--- Passage ---

Opening the Tanya, R. Adin Steinsaltz (translation and commentary)

The Tanya was written by R. Schneur Zalman (b. 1745), a pupil of R. Dov Baer of Mezeritch, who was a pupil of the Baal Shem Tov, the founder of modern Chassidism. The Tanya is not only an important source document for the student of history, it is the work of the founder of the Chabad school of Chassidism, one of the most visible lineages in the modern Chassidic movement. The commentary by Steinsaltz is useful as this is still very much a living tradition.

The student of Kabbalah will find much of interest - the Tanya is oriented around a distillation of ideas derived from Lurianic Kabbalah, and presented in a form accessible to the average person. 

The Kabbalah of Creation by Eliahu Klien (translator and commentary)

The celebrated Kabbalist R. Isaac Luria wrote little, and published nothing, and his teachings emerged through notes and manuscripts created by various disciples, which in turn passed through many hands before eventual publication. Most of this material has never been translated into English.

The choice of manuscript for this translation is odd: it is the Shaar haKlalim (Gate of Principles), which the translator takes to be an abbreviated version of Moshe Jonah's Kanfei Yonah (Wings of a Dove), and offers it on the basis that it could be a very early Lurianic text. Given the abundance of untranslated Lurianic material, it is unclear why the translator did not chose a manuscript with a clearer provenance, or for that matter, abridge some material from Vital's Etz Chaiim. The source material is intense, poetic and obscure, and although the commentary is useful, I have the feeling that anyone who finds this text comprehensible will almost certainly be reading Etz Chaiim in Hebrew (as it is easily obtainable).

---

:: Written request a ::
Please pick out every line of the records below that contains the string "even", and copy each one.

--- Record excerpts ---

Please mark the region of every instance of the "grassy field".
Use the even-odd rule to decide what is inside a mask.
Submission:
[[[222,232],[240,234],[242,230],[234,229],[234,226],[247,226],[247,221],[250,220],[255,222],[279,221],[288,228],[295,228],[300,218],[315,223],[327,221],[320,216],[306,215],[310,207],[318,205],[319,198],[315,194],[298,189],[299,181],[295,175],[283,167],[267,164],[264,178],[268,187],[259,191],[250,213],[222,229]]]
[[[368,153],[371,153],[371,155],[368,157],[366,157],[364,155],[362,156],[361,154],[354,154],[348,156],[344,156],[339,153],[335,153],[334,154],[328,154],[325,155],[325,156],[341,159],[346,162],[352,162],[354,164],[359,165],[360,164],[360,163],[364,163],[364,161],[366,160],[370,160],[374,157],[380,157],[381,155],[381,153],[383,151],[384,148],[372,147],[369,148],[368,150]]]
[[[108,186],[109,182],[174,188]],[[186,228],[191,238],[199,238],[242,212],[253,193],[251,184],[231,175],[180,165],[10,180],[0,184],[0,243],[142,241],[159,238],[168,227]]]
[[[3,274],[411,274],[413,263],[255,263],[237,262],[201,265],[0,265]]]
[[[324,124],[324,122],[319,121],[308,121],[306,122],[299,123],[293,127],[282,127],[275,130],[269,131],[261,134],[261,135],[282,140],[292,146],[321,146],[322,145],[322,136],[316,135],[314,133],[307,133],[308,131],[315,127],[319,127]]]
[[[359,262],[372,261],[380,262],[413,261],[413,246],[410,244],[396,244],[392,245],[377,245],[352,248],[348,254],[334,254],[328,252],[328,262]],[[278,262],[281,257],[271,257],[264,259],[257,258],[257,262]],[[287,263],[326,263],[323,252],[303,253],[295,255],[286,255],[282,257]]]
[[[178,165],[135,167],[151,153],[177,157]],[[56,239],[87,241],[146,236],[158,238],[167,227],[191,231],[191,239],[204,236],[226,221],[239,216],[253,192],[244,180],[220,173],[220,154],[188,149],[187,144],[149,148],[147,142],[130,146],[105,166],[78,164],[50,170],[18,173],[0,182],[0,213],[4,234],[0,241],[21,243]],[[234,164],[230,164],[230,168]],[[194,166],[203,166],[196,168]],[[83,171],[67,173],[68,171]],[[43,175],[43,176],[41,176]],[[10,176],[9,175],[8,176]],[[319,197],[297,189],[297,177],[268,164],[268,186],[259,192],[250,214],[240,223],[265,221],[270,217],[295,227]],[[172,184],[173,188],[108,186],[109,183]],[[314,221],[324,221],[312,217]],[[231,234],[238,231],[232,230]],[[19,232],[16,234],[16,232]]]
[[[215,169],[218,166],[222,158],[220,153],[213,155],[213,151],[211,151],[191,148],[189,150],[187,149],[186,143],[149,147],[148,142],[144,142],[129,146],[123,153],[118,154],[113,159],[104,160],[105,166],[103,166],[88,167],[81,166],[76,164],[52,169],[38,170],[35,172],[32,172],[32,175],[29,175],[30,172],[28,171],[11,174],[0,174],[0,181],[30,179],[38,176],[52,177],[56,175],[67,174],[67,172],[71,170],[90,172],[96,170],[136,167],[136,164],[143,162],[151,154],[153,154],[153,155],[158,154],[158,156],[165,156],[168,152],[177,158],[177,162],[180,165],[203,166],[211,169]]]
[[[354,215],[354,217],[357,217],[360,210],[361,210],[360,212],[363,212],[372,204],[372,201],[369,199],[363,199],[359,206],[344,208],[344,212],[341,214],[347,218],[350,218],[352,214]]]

---

:: Written request b ::
Who does the book reviews passage name as the founder of modern Chassidism?

:: Expected output a ::
Use the even-odd rule to decide what is inside a mask.

:: Expected output b ::
The Baal Shem Tov.